§ **Document excerpt**:
= Beginning of Section =
Dindo, M.; Conter, C.; Uechi, G.-I.; Pampalone, G.; Ruta, L.; Pey, A. L.; Rossi, L.; Laurino, P.; Magnani, M.; Cellini, B.

Oxalate decarboxylase (OxDC) from Bacillus subtilis is a Mn-dependent hexameric enzyme which converts oxalate to carbon dioxide and formate. Recently, OxDC has attracted the interest of the scientific community, due to its biotechnological and medical applications for the treatment of hyperoxalurias, a group of pathologic conditions associated with excessive oxalate urinary excretion due to either increased endogenous production or increased exogenous absorption. The fact that OxDC displays optimum pH in the acidic range, represents a big limitation for most biotechnological applications involving processes occurring at neutral pH, where the activity and stability of the enzyme are remarkably reduced. Here, through bioinformatics-guided protein engineering, followed by combinatorial mutagenesis and analyses of activity and thermodynamic stability, we identified a double mutant of OxDC endowed with enhanced catalytic efficiency and stability under physiological conditions. The obtained engineered form of OxDC offers a potential tool for improved intestinal oxalate degradation in hyperoxaluria patients.
= End of Section =
§ **Data extract**:
= Beginning of Section =
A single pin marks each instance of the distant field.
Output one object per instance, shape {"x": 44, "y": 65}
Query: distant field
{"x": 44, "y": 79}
= End of Section =
§ **Problems to work on**:
A - Based on the oxalate decarboxylase abstract, answer yes or no to each statement and quote the words that decide it: (i) the enzyme from Bacillus subtilis depends on manganese; (ii) the enzyme has its optimum pH near neutral; (iii) the engineering work identified a single mutant of the enzyme.
B - In the oxalate decarboxylase abstract, what does the enzyme convert oxalate into?
The lines are separate material from the oxalate decarboxylase abstract.

§ **Solved problems**:
A -
(i) Yes: "is a Mn-dependent hexameric enzyme"
(ii) No: "displays optimum pH in the acidic range"
(iii) No: "we identified a double mutant of OxDC"

B - Carbon dioxide and formate.